(Beginning of SOURCE DATA)

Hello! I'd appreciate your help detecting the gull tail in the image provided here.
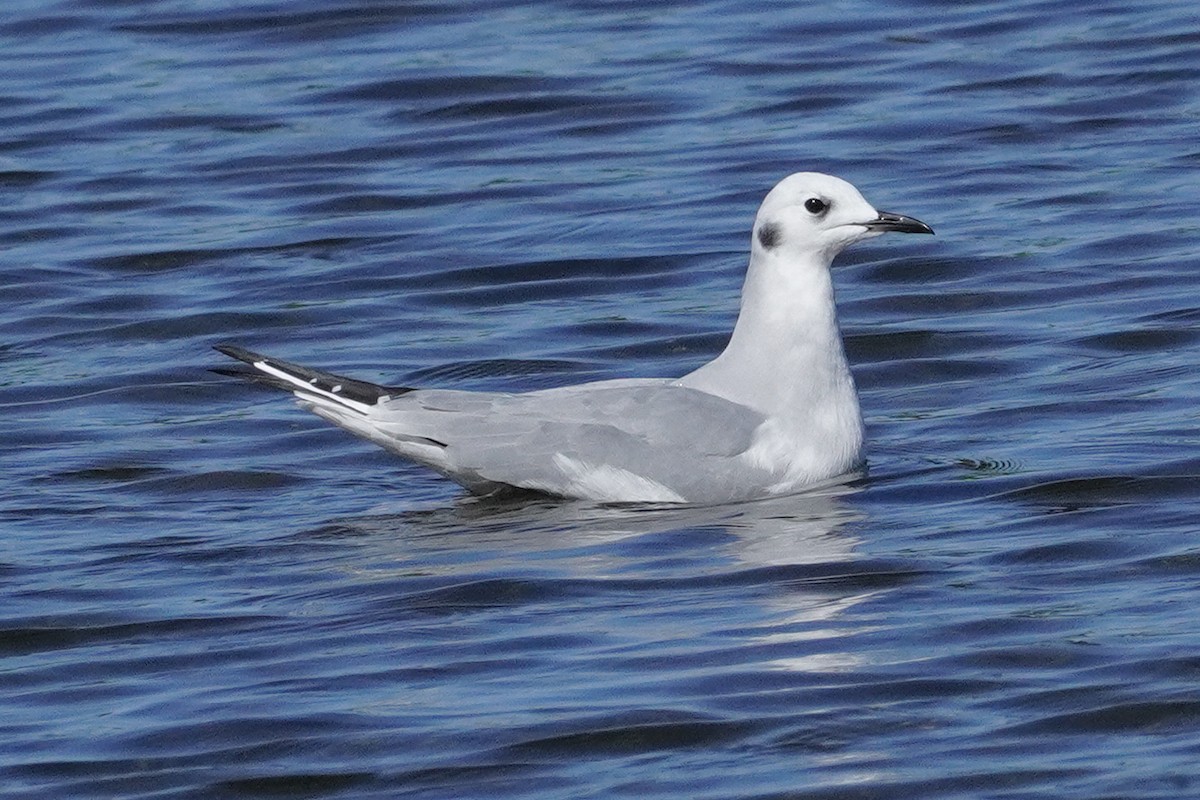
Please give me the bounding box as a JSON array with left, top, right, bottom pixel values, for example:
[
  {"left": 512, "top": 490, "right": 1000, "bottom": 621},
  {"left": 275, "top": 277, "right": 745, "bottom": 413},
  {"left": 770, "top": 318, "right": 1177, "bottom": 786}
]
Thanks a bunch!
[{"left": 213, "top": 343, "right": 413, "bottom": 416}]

(End of SOURCE DATA)

### WORK ORDER
Reprint the listing above exactly, without images.

### YOUR SOLUTION
Hello! I'd appreciate your help detecting the gull tail in the image provided here.
Please give me the bounding box as a JSON array with left, top, right, bottom pixel values, for example:
[
  {"left": 512, "top": 490, "right": 1000, "bottom": 621},
  {"left": 275, "top": 277, "right": 745, "bottom": 413},
  {"left": 770, "top": 318, "right": 1177, "bottom": 786}
]
Thanks a bunch!
[{"left": 213, "top": 343, "right": 413, "bottom": 416}]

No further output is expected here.